#### [MATERIAL]
* * *

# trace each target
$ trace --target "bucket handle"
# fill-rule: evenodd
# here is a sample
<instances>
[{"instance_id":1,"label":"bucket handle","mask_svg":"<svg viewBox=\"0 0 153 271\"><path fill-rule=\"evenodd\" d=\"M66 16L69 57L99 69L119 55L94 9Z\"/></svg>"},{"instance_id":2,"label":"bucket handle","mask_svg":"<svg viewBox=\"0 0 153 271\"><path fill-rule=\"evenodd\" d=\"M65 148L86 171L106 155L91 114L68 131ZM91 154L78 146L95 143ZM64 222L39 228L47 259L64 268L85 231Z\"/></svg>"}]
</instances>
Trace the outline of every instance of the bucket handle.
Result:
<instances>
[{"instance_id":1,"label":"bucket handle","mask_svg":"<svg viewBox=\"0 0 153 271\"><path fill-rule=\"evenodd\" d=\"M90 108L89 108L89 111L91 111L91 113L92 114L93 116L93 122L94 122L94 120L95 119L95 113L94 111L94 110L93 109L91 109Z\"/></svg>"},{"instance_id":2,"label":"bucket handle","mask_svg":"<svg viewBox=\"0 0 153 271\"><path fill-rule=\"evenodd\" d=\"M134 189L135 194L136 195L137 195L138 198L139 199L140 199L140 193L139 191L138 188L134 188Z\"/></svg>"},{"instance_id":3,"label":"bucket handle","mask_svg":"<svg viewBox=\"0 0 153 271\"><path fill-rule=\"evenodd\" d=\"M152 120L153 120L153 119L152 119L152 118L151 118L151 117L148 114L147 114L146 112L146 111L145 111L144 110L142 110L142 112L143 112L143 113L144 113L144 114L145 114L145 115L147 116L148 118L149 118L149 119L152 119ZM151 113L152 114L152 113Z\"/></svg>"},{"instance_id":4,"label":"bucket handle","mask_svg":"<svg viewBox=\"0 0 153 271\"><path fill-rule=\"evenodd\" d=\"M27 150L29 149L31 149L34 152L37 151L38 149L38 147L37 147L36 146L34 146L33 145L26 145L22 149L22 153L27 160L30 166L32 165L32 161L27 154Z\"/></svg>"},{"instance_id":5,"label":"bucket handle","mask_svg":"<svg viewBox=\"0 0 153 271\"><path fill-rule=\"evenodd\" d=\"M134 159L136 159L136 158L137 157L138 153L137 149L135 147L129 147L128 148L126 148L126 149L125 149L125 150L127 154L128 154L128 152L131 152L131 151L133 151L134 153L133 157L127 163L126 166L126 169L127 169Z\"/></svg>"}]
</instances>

* * *

#### [PROBLEM TO SOLVE]
Rewrite the lines from the first one through the line containing "Trace the outline", changing "sample" to "example" and keeping everything else as it is.

#### [COMPLETED TASK]
# trace each target
$ trace --target "bucket handle"
# fill-rule: evenodd
# here is a example
<instances>
[{"instance_id":1,"label":"bucket handle","mask_svg":"<svg viewBox=\"0 0 153 271\"><path fill-rule=\"evenodd\" d=\"M66 16L69 57L99 69L119 55L94 9Z\"/></svg>"},{"instance_id":2,"label":"bucket handle","mask_svg":"<svg viewBox=\"0 0 153 271\"><path fill-rule=\"evenodd\" d=\"M65 148L86 171L106 155L91 114L68 131ZM91 154L78 146L95 143ZM64 222L39 228L47 259L64 268L85 231Z\"/></svg>"}]
</instances>
Trace the outline of every instance of the bucket handle.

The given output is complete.